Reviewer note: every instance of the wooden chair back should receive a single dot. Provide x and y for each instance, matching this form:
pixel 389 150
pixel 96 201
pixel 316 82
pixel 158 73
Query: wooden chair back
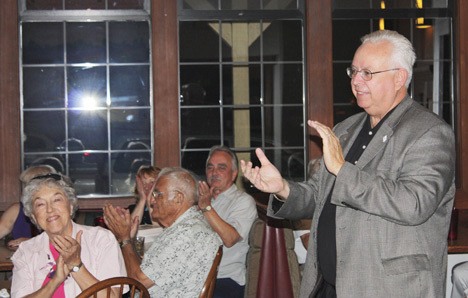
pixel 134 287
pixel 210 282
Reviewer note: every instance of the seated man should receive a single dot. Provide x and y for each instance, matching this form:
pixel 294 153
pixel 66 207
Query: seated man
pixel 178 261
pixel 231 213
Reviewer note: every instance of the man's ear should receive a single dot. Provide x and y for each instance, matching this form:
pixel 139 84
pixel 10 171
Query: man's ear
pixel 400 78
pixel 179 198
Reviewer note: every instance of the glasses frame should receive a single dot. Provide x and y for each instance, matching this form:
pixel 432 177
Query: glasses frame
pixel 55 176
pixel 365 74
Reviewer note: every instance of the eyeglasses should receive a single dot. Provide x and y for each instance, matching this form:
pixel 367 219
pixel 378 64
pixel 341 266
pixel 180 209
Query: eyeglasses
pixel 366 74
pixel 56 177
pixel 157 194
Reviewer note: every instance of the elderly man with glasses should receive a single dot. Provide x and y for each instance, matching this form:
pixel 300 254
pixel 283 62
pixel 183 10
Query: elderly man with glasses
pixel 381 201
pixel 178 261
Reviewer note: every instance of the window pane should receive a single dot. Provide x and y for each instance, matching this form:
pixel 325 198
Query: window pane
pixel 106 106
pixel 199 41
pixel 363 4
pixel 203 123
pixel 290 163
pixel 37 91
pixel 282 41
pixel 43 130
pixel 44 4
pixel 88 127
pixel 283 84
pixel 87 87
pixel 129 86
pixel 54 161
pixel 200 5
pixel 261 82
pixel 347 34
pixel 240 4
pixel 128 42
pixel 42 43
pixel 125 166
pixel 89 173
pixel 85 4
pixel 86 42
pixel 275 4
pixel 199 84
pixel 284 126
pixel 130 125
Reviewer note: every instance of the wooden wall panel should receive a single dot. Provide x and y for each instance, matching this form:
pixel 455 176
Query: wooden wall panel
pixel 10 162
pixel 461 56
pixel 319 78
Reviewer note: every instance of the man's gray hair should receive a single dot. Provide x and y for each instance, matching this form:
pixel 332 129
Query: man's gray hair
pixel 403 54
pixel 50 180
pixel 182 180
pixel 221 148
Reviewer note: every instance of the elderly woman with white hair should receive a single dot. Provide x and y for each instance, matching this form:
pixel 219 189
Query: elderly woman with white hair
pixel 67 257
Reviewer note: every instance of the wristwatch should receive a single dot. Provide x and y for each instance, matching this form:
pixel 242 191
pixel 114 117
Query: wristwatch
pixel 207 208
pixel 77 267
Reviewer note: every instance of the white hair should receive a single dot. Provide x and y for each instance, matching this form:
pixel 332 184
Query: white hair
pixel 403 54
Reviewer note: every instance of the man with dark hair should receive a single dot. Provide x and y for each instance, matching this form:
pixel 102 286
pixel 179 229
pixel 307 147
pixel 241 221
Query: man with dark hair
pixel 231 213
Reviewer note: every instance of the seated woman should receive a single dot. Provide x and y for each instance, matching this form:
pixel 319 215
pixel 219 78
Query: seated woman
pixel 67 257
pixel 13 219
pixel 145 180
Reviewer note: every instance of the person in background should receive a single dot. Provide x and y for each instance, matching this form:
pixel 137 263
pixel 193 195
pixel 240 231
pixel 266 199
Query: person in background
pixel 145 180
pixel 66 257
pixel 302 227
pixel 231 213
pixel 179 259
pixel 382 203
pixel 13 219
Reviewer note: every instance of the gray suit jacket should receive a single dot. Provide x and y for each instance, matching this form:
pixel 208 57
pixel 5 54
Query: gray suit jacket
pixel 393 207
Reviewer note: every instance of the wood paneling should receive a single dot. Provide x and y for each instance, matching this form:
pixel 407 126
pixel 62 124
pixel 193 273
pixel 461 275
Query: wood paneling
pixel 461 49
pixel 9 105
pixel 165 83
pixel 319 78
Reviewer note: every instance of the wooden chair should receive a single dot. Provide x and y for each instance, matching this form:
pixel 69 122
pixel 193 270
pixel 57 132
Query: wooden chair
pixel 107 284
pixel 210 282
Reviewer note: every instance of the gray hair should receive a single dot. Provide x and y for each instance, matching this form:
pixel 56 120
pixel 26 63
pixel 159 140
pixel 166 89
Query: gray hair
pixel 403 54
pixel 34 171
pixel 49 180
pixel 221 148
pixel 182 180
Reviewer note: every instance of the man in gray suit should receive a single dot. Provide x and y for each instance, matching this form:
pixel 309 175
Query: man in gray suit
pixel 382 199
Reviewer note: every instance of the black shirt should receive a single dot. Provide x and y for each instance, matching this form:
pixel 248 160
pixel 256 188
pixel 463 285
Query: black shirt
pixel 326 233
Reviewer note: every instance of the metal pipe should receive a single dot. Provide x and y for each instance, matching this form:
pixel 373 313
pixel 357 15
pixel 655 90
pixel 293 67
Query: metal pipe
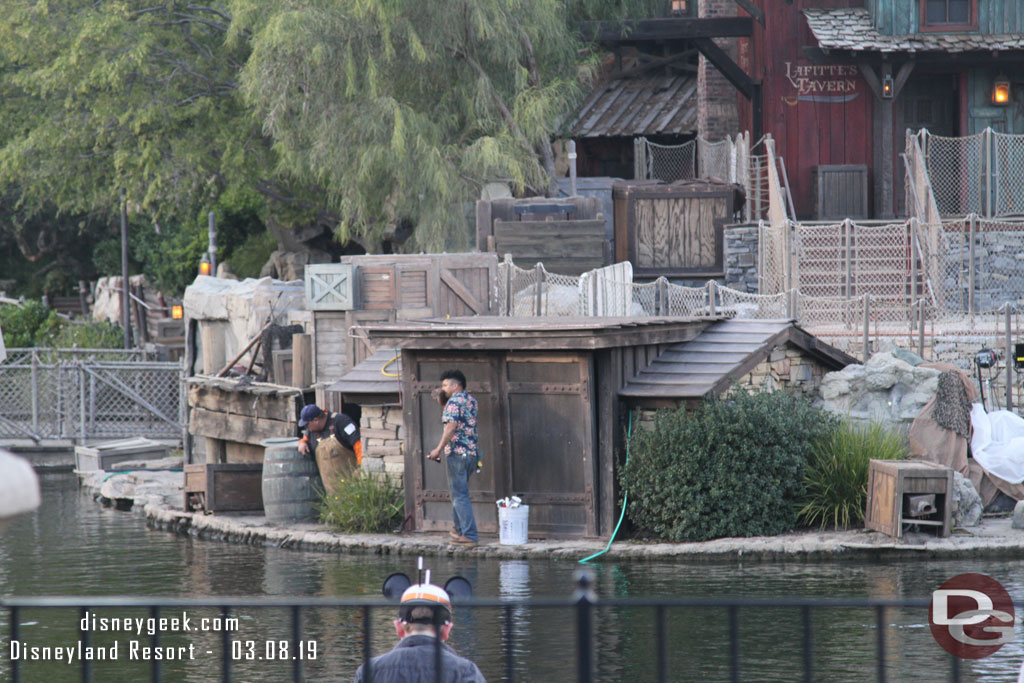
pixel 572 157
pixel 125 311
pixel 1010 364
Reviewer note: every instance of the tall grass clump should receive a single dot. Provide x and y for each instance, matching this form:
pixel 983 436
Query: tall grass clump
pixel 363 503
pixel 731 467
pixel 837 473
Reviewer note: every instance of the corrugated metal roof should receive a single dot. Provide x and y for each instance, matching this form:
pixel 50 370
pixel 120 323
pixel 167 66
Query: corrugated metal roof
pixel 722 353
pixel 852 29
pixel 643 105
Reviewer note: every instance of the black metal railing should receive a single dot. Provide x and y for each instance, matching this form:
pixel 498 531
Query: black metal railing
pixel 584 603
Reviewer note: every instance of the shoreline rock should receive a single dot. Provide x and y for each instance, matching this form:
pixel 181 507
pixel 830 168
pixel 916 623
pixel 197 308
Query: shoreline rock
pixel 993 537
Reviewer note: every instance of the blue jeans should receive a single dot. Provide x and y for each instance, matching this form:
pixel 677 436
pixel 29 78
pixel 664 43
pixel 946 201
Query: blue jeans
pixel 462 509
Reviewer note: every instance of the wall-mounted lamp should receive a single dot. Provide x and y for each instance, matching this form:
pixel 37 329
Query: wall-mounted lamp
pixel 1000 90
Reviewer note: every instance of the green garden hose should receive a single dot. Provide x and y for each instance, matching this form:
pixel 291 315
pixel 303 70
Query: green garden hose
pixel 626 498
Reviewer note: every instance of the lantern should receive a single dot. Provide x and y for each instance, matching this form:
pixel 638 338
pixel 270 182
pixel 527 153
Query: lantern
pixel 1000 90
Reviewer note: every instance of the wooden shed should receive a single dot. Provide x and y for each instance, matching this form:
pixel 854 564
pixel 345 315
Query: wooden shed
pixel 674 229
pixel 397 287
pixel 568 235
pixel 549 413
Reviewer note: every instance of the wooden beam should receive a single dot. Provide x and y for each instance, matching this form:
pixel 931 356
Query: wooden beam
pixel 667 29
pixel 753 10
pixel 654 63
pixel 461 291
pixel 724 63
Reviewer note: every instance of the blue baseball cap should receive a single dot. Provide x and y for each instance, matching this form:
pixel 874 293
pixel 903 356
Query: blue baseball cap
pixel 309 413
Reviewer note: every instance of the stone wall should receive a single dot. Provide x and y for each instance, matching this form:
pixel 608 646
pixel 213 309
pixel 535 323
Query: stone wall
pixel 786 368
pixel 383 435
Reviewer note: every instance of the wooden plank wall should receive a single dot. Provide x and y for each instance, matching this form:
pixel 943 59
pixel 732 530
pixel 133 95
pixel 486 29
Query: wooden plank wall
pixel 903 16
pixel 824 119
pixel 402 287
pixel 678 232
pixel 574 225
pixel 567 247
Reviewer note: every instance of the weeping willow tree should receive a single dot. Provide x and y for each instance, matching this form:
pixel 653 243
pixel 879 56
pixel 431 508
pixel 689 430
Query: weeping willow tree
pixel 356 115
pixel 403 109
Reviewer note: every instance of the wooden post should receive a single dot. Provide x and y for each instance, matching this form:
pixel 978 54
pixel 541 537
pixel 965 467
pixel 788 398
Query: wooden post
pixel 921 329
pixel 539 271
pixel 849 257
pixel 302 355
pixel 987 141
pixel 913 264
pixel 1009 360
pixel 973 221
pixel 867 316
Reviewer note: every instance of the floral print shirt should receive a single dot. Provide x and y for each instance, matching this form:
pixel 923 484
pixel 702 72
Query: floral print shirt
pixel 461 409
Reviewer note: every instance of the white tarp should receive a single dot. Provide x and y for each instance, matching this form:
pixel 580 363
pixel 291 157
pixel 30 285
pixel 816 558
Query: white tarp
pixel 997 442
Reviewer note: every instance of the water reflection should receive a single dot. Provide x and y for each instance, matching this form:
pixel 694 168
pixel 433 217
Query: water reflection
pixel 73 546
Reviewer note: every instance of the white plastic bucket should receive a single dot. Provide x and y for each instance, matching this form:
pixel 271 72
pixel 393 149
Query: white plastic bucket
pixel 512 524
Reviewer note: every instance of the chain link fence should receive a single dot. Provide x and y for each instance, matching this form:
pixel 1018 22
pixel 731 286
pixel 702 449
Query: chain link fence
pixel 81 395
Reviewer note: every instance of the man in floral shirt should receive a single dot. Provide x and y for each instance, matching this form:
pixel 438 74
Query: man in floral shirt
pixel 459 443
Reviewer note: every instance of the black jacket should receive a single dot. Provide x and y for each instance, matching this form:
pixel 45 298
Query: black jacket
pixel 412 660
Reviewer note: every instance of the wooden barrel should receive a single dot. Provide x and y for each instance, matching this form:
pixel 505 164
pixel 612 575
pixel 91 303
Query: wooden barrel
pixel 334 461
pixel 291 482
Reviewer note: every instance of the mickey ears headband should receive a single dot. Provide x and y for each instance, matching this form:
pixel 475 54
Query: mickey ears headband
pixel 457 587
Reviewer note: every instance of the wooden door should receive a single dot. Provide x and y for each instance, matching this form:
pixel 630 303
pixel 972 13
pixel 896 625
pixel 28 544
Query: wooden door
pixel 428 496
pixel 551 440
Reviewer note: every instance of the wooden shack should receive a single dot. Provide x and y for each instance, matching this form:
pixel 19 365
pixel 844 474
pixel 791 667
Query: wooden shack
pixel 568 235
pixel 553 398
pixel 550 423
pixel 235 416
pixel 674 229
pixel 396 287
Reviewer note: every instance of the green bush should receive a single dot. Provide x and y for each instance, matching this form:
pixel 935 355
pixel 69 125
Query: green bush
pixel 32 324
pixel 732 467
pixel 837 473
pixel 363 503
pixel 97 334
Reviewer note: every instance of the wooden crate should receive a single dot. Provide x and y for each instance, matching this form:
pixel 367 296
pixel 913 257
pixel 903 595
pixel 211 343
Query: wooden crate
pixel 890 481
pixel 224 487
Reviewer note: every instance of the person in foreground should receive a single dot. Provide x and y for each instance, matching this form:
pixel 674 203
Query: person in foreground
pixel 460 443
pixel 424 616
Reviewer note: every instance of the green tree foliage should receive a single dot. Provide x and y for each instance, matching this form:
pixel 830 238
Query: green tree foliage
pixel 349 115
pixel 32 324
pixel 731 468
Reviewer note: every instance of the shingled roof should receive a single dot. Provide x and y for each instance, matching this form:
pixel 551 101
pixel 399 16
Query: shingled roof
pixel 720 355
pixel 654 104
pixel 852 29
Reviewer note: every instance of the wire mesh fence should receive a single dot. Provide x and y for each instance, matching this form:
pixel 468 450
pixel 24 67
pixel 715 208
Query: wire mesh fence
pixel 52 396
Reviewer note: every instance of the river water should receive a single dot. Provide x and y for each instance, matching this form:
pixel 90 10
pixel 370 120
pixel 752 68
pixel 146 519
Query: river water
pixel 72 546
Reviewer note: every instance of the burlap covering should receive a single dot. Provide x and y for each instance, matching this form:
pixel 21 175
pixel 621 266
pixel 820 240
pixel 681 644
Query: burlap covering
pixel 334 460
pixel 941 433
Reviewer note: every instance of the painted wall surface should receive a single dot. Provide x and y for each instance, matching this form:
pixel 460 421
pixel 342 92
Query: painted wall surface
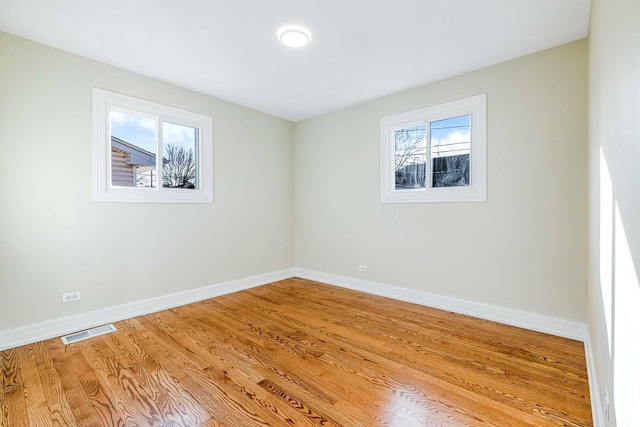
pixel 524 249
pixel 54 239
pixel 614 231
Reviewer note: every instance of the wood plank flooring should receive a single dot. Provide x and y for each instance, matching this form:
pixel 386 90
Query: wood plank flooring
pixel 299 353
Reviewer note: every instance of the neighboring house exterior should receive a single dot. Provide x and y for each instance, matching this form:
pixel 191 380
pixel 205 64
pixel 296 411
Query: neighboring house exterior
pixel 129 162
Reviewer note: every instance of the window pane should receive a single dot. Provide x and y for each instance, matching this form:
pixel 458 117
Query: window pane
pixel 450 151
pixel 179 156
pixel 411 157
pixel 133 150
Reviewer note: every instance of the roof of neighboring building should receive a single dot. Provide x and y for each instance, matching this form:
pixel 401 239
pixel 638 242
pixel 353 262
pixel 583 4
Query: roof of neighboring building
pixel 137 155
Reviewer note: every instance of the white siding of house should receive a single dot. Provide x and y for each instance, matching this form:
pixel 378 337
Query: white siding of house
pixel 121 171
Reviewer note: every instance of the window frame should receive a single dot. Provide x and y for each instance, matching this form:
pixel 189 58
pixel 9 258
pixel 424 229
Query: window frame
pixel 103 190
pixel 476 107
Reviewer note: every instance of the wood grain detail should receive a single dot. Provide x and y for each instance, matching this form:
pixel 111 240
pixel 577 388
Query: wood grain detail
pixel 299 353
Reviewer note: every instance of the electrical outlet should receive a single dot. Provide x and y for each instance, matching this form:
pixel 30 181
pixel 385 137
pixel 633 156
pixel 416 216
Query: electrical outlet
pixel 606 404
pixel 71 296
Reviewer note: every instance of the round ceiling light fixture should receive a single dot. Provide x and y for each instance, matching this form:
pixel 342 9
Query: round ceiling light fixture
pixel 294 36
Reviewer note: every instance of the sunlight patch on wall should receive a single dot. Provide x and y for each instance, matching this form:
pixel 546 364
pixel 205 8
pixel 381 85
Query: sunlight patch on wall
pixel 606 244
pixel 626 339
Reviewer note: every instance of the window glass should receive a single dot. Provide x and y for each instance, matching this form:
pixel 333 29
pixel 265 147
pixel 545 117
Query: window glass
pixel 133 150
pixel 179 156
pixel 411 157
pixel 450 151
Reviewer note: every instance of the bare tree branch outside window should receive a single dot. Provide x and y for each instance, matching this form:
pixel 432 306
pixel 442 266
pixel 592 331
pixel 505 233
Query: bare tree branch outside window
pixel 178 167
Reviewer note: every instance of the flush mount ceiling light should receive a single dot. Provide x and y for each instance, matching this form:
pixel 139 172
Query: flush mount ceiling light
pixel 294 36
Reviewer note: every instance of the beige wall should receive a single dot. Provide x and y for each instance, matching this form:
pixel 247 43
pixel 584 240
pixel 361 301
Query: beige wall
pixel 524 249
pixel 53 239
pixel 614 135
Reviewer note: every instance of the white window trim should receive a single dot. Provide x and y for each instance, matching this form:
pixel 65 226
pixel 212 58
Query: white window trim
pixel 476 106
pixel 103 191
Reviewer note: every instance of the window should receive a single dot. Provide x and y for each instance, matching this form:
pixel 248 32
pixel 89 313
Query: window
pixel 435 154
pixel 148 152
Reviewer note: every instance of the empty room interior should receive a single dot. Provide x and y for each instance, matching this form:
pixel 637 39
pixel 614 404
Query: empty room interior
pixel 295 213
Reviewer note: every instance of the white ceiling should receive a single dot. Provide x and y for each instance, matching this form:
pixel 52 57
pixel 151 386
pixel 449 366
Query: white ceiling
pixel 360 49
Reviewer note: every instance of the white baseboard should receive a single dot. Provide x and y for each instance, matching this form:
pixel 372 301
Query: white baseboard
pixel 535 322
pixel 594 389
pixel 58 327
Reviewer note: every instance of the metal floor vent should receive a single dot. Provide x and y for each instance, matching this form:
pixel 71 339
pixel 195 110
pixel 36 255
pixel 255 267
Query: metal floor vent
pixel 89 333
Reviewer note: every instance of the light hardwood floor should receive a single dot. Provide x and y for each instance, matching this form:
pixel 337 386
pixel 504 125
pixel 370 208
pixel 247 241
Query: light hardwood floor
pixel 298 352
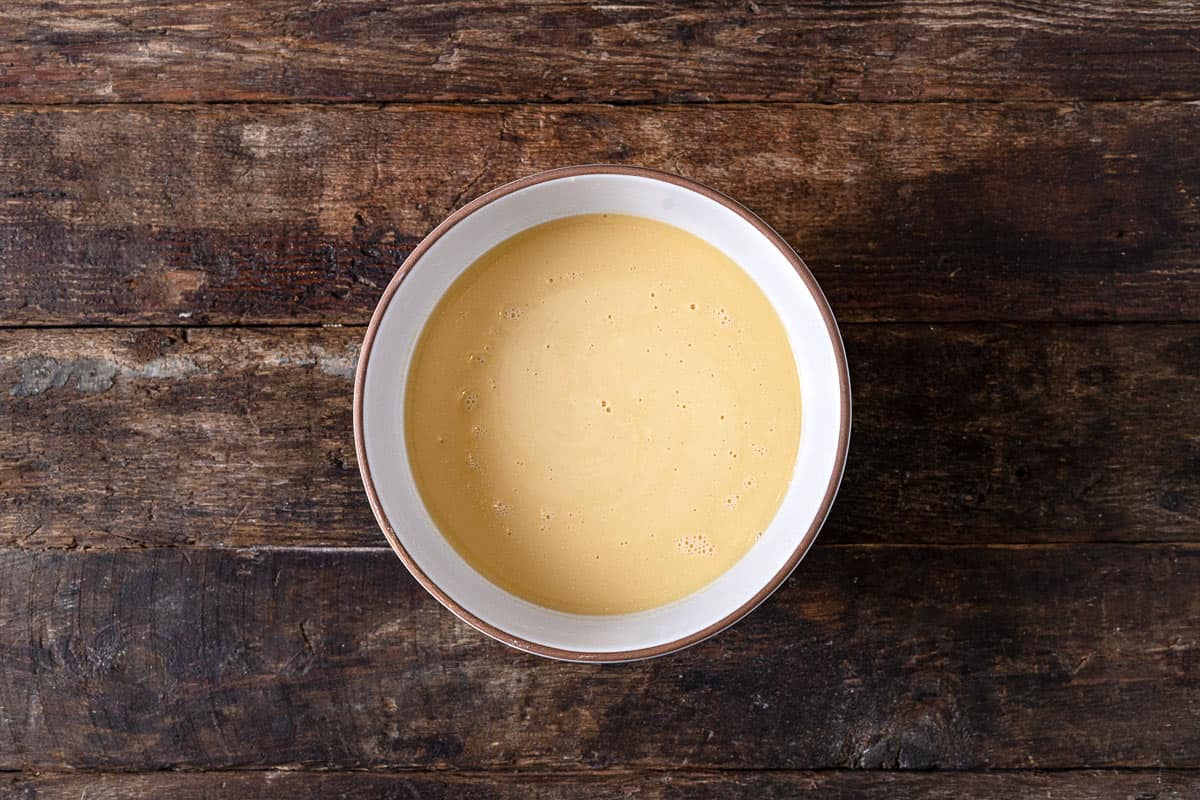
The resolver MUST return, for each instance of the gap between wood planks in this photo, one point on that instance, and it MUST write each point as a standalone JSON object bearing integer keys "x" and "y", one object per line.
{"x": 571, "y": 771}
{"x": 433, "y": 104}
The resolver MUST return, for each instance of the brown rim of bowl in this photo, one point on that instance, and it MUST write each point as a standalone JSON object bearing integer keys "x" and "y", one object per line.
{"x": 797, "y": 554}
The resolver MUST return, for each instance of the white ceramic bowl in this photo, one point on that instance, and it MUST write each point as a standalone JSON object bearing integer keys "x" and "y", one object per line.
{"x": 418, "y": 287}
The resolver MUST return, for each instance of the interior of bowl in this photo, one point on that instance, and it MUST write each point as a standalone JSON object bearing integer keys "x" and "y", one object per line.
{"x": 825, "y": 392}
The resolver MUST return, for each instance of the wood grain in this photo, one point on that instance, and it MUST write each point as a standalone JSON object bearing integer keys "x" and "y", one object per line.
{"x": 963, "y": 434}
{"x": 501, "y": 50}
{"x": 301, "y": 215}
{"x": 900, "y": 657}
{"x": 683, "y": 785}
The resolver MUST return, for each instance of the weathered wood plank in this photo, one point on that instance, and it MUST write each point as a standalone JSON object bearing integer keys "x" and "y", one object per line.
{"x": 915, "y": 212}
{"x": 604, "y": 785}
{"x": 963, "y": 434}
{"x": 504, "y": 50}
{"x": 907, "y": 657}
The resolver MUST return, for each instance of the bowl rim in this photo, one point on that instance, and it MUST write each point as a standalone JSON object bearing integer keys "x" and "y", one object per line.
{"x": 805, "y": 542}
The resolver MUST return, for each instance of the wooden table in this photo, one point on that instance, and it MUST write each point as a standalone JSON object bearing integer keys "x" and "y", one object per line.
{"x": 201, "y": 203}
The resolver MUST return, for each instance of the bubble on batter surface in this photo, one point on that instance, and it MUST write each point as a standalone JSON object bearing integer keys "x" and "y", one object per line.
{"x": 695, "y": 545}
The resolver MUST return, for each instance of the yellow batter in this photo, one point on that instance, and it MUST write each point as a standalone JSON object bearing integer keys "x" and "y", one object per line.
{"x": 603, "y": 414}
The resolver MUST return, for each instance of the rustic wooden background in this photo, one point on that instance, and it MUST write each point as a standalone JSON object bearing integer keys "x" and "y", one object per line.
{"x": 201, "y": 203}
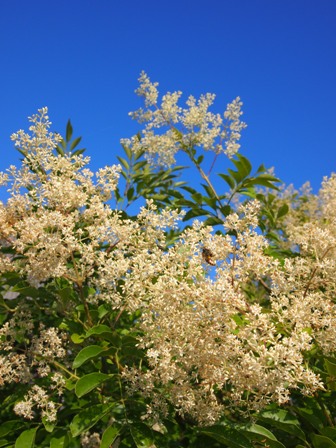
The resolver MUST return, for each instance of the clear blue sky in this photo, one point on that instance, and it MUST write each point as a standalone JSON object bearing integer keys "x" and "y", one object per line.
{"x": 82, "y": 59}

Instruction – Reproduce the material between the lines holding "Reviewer note: every instance of the white baseboard" and "pixel 298 352", inclusive, as a numbered list with blank lines omitted.

The answer –
1. Reviewer note: every instance of the white baseboard should receive a single dot. Provide x and y for each instance, matching this form:
2. pixel 372 301
3. Query: white baseboard
4. pixel 535 322
5. pixel 594 389
6. pixel 58 327
7. Reviewer note: every instance of the metal floor vent should receive a single dot. Provide x and y for each instance, matching this form:
8. pixel 71 339
9. pixel 195 110
10. pixel 36 255
11. pixel 255 267
12. Query: metal floor vent
13. pixel 89 333
14. Reviewer note: every instance of the light hardwood floor should receive a single dot. Provide x and y for each instance, matching this form:
15. pixel 337 386
16. pixel 504 125
17. pixel 370 208
18. pixel 247 241
19. Query: light hardwood floor
20. pixel 298 352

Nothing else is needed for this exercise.